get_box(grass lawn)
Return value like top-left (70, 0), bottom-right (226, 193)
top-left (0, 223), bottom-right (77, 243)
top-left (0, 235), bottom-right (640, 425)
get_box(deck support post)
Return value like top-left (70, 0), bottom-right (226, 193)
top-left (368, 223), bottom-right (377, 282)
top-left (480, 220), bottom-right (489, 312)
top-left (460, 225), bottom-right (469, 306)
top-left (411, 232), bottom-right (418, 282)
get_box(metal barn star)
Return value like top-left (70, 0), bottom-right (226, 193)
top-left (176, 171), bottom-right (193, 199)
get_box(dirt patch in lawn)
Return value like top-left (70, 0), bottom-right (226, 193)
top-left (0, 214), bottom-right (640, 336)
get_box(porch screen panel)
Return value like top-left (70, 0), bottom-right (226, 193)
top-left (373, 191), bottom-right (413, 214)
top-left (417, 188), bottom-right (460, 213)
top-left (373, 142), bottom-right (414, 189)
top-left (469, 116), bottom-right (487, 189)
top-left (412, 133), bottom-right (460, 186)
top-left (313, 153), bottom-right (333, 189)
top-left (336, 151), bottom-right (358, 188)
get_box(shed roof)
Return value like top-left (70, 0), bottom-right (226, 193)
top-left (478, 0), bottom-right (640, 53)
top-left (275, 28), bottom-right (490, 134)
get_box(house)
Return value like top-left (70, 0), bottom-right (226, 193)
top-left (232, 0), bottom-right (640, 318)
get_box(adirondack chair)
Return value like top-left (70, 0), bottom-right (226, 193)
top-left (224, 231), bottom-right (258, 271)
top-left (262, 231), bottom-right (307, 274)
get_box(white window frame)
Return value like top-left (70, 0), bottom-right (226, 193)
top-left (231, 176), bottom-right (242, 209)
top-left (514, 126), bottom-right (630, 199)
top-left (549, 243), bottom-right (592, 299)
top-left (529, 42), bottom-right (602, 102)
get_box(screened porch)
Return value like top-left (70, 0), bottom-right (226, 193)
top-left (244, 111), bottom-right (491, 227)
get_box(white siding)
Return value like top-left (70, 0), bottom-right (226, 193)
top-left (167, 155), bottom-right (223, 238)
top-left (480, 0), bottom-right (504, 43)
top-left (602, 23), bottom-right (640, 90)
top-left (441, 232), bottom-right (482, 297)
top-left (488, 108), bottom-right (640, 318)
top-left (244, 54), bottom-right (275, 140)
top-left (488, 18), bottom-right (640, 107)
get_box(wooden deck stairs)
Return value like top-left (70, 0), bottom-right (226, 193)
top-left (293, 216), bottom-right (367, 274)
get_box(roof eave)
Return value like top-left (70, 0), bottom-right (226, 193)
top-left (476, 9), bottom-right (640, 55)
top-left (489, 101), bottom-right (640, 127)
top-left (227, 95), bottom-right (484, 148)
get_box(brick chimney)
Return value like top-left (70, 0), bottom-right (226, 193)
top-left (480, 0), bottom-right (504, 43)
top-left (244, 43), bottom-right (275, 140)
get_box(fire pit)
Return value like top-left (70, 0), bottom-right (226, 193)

◆ WHAT YOU NEED TO DO: Print all of the material above again, line for line, with nothing changed.

◆ ANSWER IN FULL:
get_box(grass lawn)
Return value like top-left (70, 0), bottom-right (226, 193)
top-left (0, 223), bottom-right (77, 243)
top-left (0, 235), bottom-right (640, 425)
get_box(deck support post)
Return value like top-left (70, 0), bottom-right (226, 193)
top-left (368, 223), bottom-right (377, 282)
top-left (480, 220), bottom-right (489, 312)
top-left (460, 225), bottom-right (469, 306)
top-left (411, 232), bottom-right (418, 282)
get_box(metal barn star)
Return value like top-left (70, 0), bottom-right (226, 193)
top-left (176, 171), bottom-right (193, 199)
get_box(dirt patch in lawn)
Return value like top-left (70, 0), bottom-right (226, 193)
top-left (0, 214), bottom-right (640, 336)
get_box(porch screen panel)
Return value like top-left (70, 0), bottom-right (226, 193)
top-left (373, 191), bottom-right (413, 214)
top-left (417, 188), bottom-right (460, 213)
top-left (373, 142), bottom-right (414, 189)
top-left (469, 116), bottom-right (487, 189)
top-left (412, 133), bottom-right (460, 186)
top-left (313, 153), bottom-right (333, 189)
top-left (336, 151), bottom-right (358, 188)
get_box(shed roof)
Return value like top-left (70, 0), bottom-right (226, 193)
top-left (478, 0), bottom-right (640, 53)
top-left (275, 28), bottom-right (490, 134)
get_box(house)
Return value like top-left (70, 0), bottom-right (226, 193)
top-left (232, 0), bottom-right (640, 318)
get_box(adirondack chair)
Return value like top-left (70, 0), bottom-right (226, 193)
top-left (224, 231), bottom-right (258, 271)
top-left (262, 231), bottom-right (307, 274)
get_box(white window frame)
Return value like top-left (70, 0), bottom-right (226, 193)
top-left (231, 176), bottom-right (242, 209)
top-left (514, 126), bottom-right (630, 199)
top-left (549, 243), bottom-right (592, 299)
top-left (529, 42), bottom-right (602, 102)
get_box(screened porch)
Return value like top-left (70, 0), bottom-right (226, 193)
top-left (244, 111), bottom-right (491, 227)
get_box(white siding)
Return value like top-left (70, 0), bottom-right (226, 193)
top-left (167, 155), bottom-right (223, 238)
top-left (480, 0), bottom-right (504, 43)
top-left (602, 23), bottom-right (640, 90)
top-left (441, 232), bottom-right (482, 297)
top-left (488, 108), bottom-right (640, 318)
top-left (244, 54), bottom-right (275, 140)
top-left (488, 18), bottom-right (640, 107)
get_box(wooden deck stairs)
Return value like top-left (70, 0), bottom-right (226, 193)
top-left (293, 216), bottom-right (367, 274)
get_box(roof eave)
Return value like top-left (70, 0), bottom-right (226, 193)
top-left (476, 9), bottom-right (640, 55)
top-left (489, 101), bottom-right (640, 127)
top-left (227, 95), bottom-right (484, 148)
get_box(brick chimney)
Return value like top-left (70, 0), bottom-right (226, 193)
top-left (480, 0), bottom-right (504, 43)
top-left (244, 43), bottom-right (275, 140)
get_box(fire pit)
Return value like top-left (70, 0), bottom-right (226, 193)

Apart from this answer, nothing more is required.